Image-grounded pointing data
**********

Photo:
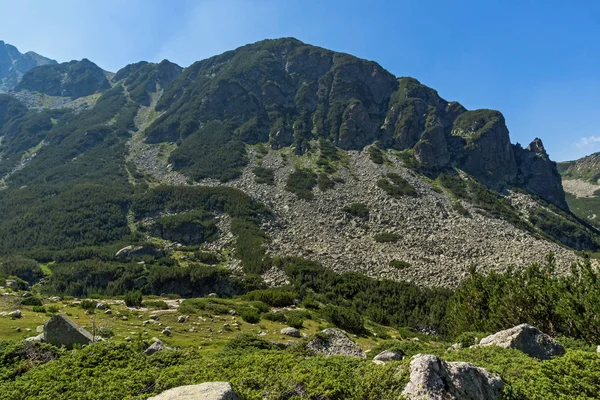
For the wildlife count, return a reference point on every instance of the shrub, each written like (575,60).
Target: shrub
(273,297)
(105,332)
(32,301)
(156,304)
(468,339)
(310,302)
(260,306)
(133,299)
(206,257)
(344,318)
(248,341)
(324,182)
(387,237)
(52,309)
(251,316)
(89,305)
(274,316)
(358,210)
(295,322)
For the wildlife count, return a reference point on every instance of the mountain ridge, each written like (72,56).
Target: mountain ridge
(13,65)
(307,133)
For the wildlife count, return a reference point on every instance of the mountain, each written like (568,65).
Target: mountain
(580,180)
(272,150)
(13,65)
(72,79)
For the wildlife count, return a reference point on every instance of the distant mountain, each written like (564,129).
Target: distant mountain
(275,149)
(71,79)
(581,181)
(13,65)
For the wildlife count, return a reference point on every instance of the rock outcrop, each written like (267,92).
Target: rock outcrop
(335,343)
(529,339)
(73,79)
(204,391)
(432,378)
(289,331)
(61,331)
(538,174)
(156,347)
(388,355)
(13,65)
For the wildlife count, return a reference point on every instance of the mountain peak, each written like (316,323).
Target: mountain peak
(13,65)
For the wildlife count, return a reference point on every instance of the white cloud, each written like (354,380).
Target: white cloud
(587,141)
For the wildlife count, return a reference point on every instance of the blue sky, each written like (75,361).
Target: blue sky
(536,61)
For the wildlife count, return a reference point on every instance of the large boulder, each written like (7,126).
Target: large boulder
(204,391)
(529,339)
(334,342)
(387,356)
(289,331)
(155,347)
(432,378)
(61,331)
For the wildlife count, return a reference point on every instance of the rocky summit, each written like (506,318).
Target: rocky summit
(275,149)
(13,65)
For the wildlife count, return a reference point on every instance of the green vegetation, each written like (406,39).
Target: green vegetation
(133,299)
(212,152)
(396,186)
(301,182)
(387,237)
(358,210)
(470,125)
(488,202)
(273,297)
(586,208)
(324,182)
(557,305)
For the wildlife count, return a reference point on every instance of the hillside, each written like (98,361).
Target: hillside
(580,180)
(13,65)
(275,149)
(277,217)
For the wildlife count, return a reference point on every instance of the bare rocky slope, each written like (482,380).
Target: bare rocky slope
(462,194)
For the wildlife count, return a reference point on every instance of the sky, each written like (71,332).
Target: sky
(538,62)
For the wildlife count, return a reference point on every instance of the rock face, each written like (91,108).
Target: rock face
(13,65)
(144,77)
(529,339)
(388,355)
(336,344)
(431,378)
(539,175)
(73,79)
(205,391)
(61,331)
(487,153)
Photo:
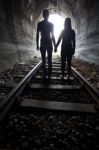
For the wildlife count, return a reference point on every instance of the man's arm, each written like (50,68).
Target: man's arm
(59,39)
(37,37)
(53,37)
(73,43)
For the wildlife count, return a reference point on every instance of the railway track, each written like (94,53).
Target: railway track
(33,94)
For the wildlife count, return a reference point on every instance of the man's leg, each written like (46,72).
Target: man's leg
(49,62)
(43,55)
(63,63)
(69,59)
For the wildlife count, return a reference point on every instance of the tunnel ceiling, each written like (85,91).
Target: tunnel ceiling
(18,21)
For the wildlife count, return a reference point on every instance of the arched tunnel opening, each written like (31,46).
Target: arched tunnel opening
(52,105)
(18,23)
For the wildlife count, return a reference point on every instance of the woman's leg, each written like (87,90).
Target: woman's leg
(63,63)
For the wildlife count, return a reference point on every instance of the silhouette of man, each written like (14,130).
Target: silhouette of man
(47,36)
(67,47)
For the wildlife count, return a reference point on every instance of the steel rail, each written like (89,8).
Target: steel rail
(15,92)
(92,90)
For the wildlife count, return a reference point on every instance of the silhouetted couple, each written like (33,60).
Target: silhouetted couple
(47,37)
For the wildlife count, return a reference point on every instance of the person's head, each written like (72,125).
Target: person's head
(45,14)
(67,23)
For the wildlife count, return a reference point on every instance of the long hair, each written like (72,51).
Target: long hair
(67,23)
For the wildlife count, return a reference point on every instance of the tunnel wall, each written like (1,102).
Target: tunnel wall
(17,40)
(88,31)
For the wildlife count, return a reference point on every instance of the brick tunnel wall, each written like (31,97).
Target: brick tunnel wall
(17,43)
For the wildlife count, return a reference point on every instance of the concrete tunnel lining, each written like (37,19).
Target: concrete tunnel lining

**********

ABOUT THIS TASK: The range runs from the line with "written like (31,97)." to the last line of the entries above, both included. Restate it word for word.

EXERCISE ANSWER:
For the wildlife count, return a reference point on every instance of the brick tunnel wall, each written like (31,97).
Target: brick tunnel wall
(17,43)
For the wildlife count, return a reference point on every instance of the concrete tunnel lining, each written like (37,19).
Target: concrete tunnel lining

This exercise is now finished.